WHAT TO WORK ON: Copy out, word for word, the stretch of rows below from the line containing "Return one point per instance of the player's" through the last row.

[Records]
— Start —

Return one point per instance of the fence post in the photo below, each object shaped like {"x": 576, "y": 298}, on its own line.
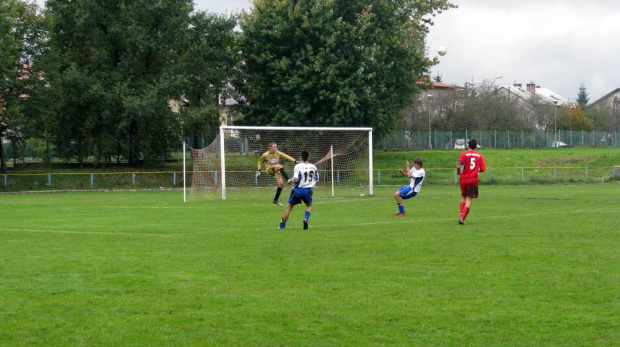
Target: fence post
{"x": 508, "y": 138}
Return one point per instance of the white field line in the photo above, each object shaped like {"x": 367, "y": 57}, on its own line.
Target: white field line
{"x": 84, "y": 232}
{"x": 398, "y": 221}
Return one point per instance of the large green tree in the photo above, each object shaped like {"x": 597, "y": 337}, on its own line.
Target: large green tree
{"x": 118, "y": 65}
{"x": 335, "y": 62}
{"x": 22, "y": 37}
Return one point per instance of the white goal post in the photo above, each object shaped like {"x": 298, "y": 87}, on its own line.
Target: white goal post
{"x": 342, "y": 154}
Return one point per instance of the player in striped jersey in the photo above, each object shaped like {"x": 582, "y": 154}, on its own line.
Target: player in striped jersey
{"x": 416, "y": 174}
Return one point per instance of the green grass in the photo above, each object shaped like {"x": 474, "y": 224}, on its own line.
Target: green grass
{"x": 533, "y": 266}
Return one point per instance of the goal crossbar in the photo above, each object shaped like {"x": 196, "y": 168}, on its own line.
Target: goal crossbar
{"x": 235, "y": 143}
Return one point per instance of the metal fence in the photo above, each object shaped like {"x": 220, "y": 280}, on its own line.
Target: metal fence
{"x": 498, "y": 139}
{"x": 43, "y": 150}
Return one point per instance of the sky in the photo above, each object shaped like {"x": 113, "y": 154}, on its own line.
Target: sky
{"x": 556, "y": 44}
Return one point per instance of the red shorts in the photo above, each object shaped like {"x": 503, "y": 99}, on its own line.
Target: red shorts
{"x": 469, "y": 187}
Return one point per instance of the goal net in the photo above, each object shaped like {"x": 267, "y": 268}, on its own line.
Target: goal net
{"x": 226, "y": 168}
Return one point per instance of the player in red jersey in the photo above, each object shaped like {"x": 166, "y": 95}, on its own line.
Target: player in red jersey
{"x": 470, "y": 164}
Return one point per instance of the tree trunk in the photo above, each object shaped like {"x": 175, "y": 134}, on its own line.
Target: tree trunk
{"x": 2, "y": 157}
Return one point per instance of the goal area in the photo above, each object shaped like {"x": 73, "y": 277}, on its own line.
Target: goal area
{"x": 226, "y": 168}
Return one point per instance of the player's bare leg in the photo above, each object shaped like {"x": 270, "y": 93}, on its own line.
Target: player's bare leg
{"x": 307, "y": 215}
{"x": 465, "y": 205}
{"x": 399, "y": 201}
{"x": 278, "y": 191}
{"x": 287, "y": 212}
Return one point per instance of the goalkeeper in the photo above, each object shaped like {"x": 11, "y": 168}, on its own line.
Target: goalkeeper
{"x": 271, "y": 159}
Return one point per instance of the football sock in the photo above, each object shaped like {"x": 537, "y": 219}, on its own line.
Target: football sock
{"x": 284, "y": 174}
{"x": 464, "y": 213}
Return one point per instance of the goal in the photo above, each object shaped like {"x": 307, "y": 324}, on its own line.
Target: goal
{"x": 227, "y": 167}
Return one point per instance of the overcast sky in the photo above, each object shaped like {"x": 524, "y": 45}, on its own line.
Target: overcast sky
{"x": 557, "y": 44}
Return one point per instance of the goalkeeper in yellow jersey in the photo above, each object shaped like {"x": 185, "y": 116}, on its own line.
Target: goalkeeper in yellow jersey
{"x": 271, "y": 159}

— End —

EXERCISE RESULT:
Return one point per instance of the player's bare leg in the photo above, each object shaped like {"x": 270, "y": 93}, on its own line.
Target: player's bare leg
{"x": 307, "y": 215}
{"x": 465, "y": 205}
{"x": 399, "y": 201}
{"x": 278, "y": 191}
{"x": 287, "y": 212}
Return one point per instance of the goalkeeper in the photo above, each object shaped like {"x": 11, "y": 168}, on its own line.
Target: goalkeeper
{"x": 271, "y": 159}
Return one point per instance of the football sock in the photo above, each object shaped like {"x": 537, "y": 219}, on its own line.
Target: football sock
{"x": 284, "y": 174}
{"x": 464, "y": 213}
Return one point per instance of the goal in the photo above, each object shaped like {"x": 307, "y": 324}, on its own line.
Target: goal
{"x": 227, "y": 167}
Return one point per instance of the overcast sky in the photo above, each object shaped like {"x": 524, "y": 45}, on its own line.
Target: overcast sky
{"x": 557, "y": 44}
Return one point per instance of the goalkeeper in yellow jersey in the photo above, each object shaped like {"x": 185, "y": 116}, on its own line.
Target: goalkeeper in yellow jersey
{"x": 271, "y": 159}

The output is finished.